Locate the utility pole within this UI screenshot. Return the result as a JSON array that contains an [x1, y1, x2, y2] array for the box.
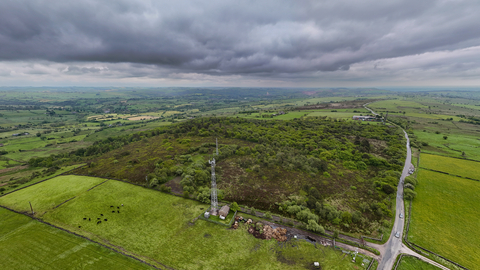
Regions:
[[28, 202, 35, 216], [208, 158, 218, 216]]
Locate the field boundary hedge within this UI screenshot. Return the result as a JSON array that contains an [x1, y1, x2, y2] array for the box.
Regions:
[[419, 151, 480, 163], [421, 167, 480, 182], [0, 205, 173, 270]]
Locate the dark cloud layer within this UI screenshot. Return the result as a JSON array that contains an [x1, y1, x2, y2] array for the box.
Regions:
[[0, 0, 480, 81]]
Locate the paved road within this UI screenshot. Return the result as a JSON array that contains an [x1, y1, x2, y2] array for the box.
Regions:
[[378, 131, 412, 269]]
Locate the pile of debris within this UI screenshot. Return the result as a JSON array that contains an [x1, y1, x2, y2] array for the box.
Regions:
[[232, 216, 287, 242], [248, 222, 287, 242], [263, 225, 287, 242]]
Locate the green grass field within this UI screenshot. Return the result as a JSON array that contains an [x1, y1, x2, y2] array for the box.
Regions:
[[0, 164, 83, 194], [0, 208, 151, 269], [420, 154, 480, 180], [397, 256, 439, 270], [0, 176, 370, 269], [408, 170, 480, 269], [0, 176, 105, 216], [415, 127, 480, 160]]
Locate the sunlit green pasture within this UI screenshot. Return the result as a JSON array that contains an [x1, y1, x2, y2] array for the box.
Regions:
[[0, 176, 366, 270], [0, 208, 151, 270], [408, 170, 480, 269], [369, 99, 428, 111], [397, 256, 439, 270], [0, 175, 105, 216], [415, 131, 480, 160], [420, 154, 480, 180]]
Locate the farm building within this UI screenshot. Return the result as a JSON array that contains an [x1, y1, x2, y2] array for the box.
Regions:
[[352, 115, 377, 121], [218, 205, 230, 219]]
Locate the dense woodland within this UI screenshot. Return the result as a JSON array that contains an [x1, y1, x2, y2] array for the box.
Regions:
[[29, 117, 405, 233]]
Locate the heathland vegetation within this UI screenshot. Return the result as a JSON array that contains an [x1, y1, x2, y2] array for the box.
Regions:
[[68, 117, 405, 234], [1, 176, 368, 269], [0, 88, 480, 269]]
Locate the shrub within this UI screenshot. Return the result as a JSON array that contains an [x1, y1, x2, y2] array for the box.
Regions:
[[403, 189, 417, 201], [159, 185, 172, 193], [343, 161, 358, 170], [297, 209, 318, 222], [197, 187, 210, 203], [230, 202, 240, 212], [307, 219, 325, 234]]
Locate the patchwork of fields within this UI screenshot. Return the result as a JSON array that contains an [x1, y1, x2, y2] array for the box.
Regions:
[[420, 154, 480, 180], [409, 169, 480, 269], [0, 176, 363, 269]]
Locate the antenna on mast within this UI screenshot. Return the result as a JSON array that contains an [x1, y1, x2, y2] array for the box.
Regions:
[[208, 158, 218, 216]]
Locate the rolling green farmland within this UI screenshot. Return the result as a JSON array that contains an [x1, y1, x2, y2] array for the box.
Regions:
[[420, 154, 480, 180], [408, 170, 480, 269], [415, 132, 480, 160], [0, 164, 83, 194], [0, 176, 361, 269], [0, 208, 151, 269], [397, 256, 439, 270], [0, 175, 105, 216]]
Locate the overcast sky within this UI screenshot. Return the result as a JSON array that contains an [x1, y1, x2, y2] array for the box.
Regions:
[[0, 0, 480, 87]]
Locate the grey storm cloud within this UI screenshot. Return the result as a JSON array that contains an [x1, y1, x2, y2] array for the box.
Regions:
[[0, 0, 480, 76]]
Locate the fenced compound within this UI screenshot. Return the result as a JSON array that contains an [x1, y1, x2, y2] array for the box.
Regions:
[[195, 207, 237, 228]]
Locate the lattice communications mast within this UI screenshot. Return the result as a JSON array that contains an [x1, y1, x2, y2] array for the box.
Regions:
[[208, 158, 218, 216]]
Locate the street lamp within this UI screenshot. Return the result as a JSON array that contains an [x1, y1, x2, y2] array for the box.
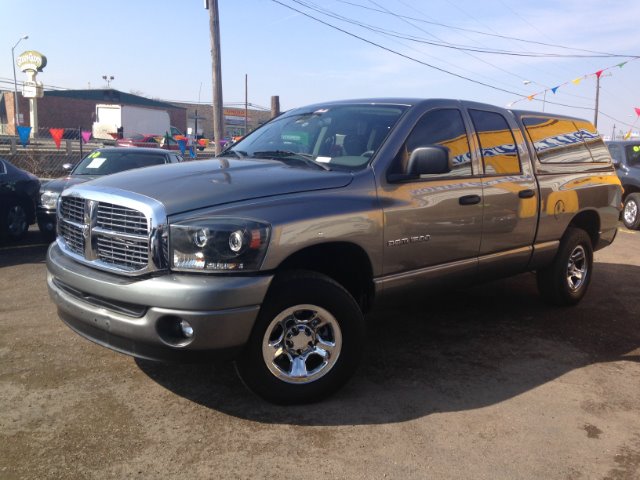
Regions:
[[102, 75, 116, 88], [11, 35, 29, 132]]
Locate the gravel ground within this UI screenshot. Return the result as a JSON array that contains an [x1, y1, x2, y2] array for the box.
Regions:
[[0, 229, 640, 480]]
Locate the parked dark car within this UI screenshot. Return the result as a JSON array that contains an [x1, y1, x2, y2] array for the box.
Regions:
[[37, 147, 183, 240], [0, 158, 40, 241], [607, 140, 640, 230]]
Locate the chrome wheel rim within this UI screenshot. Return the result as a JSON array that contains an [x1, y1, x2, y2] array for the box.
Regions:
[[262, 304, 342, 384], [623, 200, 638, 225], [567, 245, 589, 292], [7, 205, 28, 237]]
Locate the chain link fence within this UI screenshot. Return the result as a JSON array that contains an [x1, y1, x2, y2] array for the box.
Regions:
[[0, 127, 214, 179]]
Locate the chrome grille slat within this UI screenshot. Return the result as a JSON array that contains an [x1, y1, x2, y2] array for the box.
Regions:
[[60, 222, 84, 255], [61, 197, 84, 223], [96, 203, 149, 235]]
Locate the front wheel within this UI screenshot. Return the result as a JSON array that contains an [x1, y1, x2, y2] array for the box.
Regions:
[[237, 271, 364, 404], [622, 193, 640, 230], [537, 227, 593, 306]]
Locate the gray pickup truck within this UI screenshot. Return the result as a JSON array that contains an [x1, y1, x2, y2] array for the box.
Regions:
[[47, 99, 622, 404], [606, 140, 640, 230]]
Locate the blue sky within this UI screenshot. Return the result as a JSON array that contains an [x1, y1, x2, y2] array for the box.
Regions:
[[0, 0, 640, 134]]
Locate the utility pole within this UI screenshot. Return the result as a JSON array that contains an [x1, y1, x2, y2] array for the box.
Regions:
[[244, 73, 249, 136], [271, 95, 280, 118], [205, 0, 224, 155], [593, 75, 600, 128]]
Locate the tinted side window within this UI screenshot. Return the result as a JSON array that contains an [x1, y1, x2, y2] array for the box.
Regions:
[[469, 110, 520, 175], [625, 145, 640, 167], [522, 117, 593, 163], [574, 121, 610, 163], [393, 108, 473, 177], [607, 144, 623, 163]]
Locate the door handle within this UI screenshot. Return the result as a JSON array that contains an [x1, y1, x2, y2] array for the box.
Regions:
[[458, 195, 482, 205], [518, 189, 536, 198]]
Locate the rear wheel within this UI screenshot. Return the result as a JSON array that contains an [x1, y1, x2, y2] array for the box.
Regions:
[[237, 271, 364, 404], [622, 193, 640, 230], [537, 227, 593, 305]]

┄┄┄┄┄┄┄┄┄┄┄┄┄┄┄┄┄┄┄┄

What the task requires: Copy all of the material above verbatim, from the first line to the last, leaving out the pictures.

Written solution:
Locate the utility pole within this UI screenshot. Return the result as a JSON array that contains an [x1, y1, x2, y2] array for the box.
Regions:
[[28, 202, 35, 216], [208, 158, 218, 216]]
Locate the field boundary hedge within this UI screenshot. Return the result as a JSON array that contains an [x1, y1, x2, y2] array for the box.
Regions:
[[419, 151, 480, 163], [421, 167, 480, 182], [0, 205, 173, 270]]
Locate the dark cloud layer within this UI screenshot. Return the result as a JSON array that contains an [x1, y1, x2, y2] array for the box.
Regions:
[[0, 0, 480, 81]]
Locate the paved road within this UI screenshot. Return the result as a JSON array that contains an [x1, y1, x2, y2] array for the box.
Regions:
[[378, 131, 412, 269]]
Locate the pile of debris within this UI screenshot. Return the result as a JSON array that contains an [x1, y1, x2, y2] array for the box.
Regions:
[[232, 216, 287, 242], [248, 222, 287, 242], [263, 225, 287, 242]]
Locate the green grass field within this UI screenshot. Return the result as a JSON array that contains an [x1, y1, x2, y2] array for the box.
Regions:
[[0, 164, 83, 194], [0, 208, 151, 269], [420, 154, 480, 180], [397, 256, 439, 270], [0, 176, 370, 269], [408, 170, 480, 269], [0, 176, 105, 216], [415, 127, 480, 160]]
Locate the sunlit green pasture within this UI screenshot. Return the result as a JSON array that contains an [x1, y1, x2, y2] array for the box.
Regions:
[[0, 176, 366, 270], [0, 208, 151, 270], [408, 170, 480, 269], [369, 99, 428, 111], [397, 256, 439, 270], [0, 175, 105, 216], [415, 131, 480, 160], [420, 154, 480, 180]]
Locate the farm building within this UI screenshot. Return the result as a JSON array that contains an [x1, y1, x2, y2] array for the box.
Regions:
[[352, 115, 377, 121], [218, 205, 230, 219]]
Locate the dense woodland within this UI screenshot. Return the result as a JSON array that contains an [x1, y1, x2, y2] array for the box.
Regions:
[[29, 117, 405, 233]]
Locate the heathland vegetation within this UI screenshot. Return the result as a JSON array that contains an [x1, y1, x2, y2] array for the box.
Regions:
[[68, 117, 405, 234], [1, 176, 368, 269], [0, 88, 480, 269]]
Locate the shrub within this UI screenshot. Return the result as a JSON array that contains an [x1, y1, x2, y2] array for the box.
Regions:
[[403, 189, 417, 201], [159, 185, 172, 193], [343, 161, 358, 170], [297, 209, 318, 222], [197, 187, 210, 203], [230, 202, 240, 212], [307, 219, 325, 234]]
Locate the patchwork of fields within this UI screenshot. Return the result as a JSON array that contains an [x1, y1, x2, y2] array for the box.
Regions:
[[420, 154, 480, 180], [409, 169, 480, 269], [0, 176, 363, 269]]
Locate the antenna on mast within this UI screenshot. Return the result as a JSON array that contains an [x1, y1, x2, y2] array for the box.
Regions:
[[208, 158, 218, 216]]
Locate the rolling green farmland within this UI screenshot. Return the result as a JSON array that contains an [x1, y1, x2, y2] array for the box.
Regions:
[[420, 154, 480, 180], [408, 170, 480, 269], [415, 132, 480, 160], [0, 164, 83, 194], [0, 176, 361, 269], [0, 208, 151, 269], [397, 256, 439, 270], [0, 175, 105, 216]]
Locate the overcast sky within this UI screenshot. Return the result as a JSON array that contains an [x1, y1, x2, y2] array for the box.
Regions:
[[0, 0, 480, 87]]
Locate the grey storm cloud within this UI screenshot. Return the result as a JSON array that contains an [x1, y1, x2, y2] array for the box.
Regions:
[[0, 0, 480, 76]]
Locate the fenced compound within this UI screenshot. Return the result as a JSON array that contains an [x1, y1, x2, y2] array for the box.
Regions:
[[195, 207, 237, 228]]
Locate the lattice communications mast within this UI screenshot. Return the result as a JSON array that contains an [x1, y1, x2, y2] array for the box.
Regions:
[[208, 158, 218, 216]]
Locate the street lamp within this UI screenshot. Return the result as a JSON array that contains an [x1, y1, x2, y2] array for the box.
Regions:
[[102, 75, 116, 88], [11, 35, 29, 132]]
Locate the gravel ground within this UI screenshot. Return the result as a JSON array that contains an [x1, y1, x2, y2] array for the box.
Regions:
[[0, 229, 640, 480]]
Locate the parked dark car within this UI screenshot. Return the result as a JSON array that contains an [x1, y1, x2, y2] array for the box.
Regions:
[[37, 147, 183, 240], [0, 158, 40, 241], [607, 140, 640, 230]]
Locate the chrome wheel rim within this UI screenshot. Return the result as a JSON array that contains an [x1, y1, x2, y2] array for the box.
Regions:
[[262, 304, 342, 384], [623, 200, 638, 225], [567, 245, 589, 292], [7, 205, 28, 237]]
Locate the chain link fence within this UI screenshot. Return the result as a JSON array that contains an [x1, y1, x2, y2] array for the box.
Regions:
[[0, 127, 214, 179]]
Locate the chrome grille slat within this UI screenshot. Return the result as a JSON array that contains an [x1, y1, x2, y2] array for the box.
Regions:
[[60, 222, 84, 255], [61, 197, 84, 223], [96, 203, 149, 235]]
Locate the front wheel within this UI screenshot. Return the result as a JSON array that contains an [x1, y1, x2, y2] array for the box.
Regions:
[[237, 271, 364, 404], [622, 193, 640, 230], [537, 227, 593, 306]]
Locate the gray pickup truck within this UI screenshot. Return the result as a JSON array that contains an [x1, y1, x2, y2] array for the box.
Regions:
[[47, 99, 622, 404], [606, 140, 640, 230]]
Locate the blue sky within this UI screenshot. Return the result as a JSON array that contains an [x1, y1, x2, y2] array for the box.
Regions:
[[0, 0, 640, 134]]
Locate the utility pole within this UI screenshot. Return the result as a JSON array that contains an [x1, y1, x2, y2] array for the box.
Regions:
[[244, 73, 249, 136], [271, 95, 280, 118], [205, 0, 224, 155], [593, 75, 600, 128]]
Locate the tinted side window within this UI screenshot. Return the result as a JSON array that contains an [x1, y1, x2, y2] array for the box.
Regions:
[[469, 110, 520, 175], [625, 145, 640, 167], [522, 117, 593, 163], [574, 121, 610, 163], [393, 108, 473, 177], [607, 144, 623, 163]]
Locate the door handle within this UI screenshot. Return the result as a JSON array that contains an [x1, y1, x2, y2] array for the box.
Regions:
[[458, 195, 482, 205], [518, 189, 536, 198]]
Locate the rear wheel within this UI screenshot. Return the result as a JSON array that contains an [x1, y1, x2, y2] array for the box.
Regions:
[[237, 271, 364, 404], [622, 193, 640, 230], [537, 227, 593, 305]]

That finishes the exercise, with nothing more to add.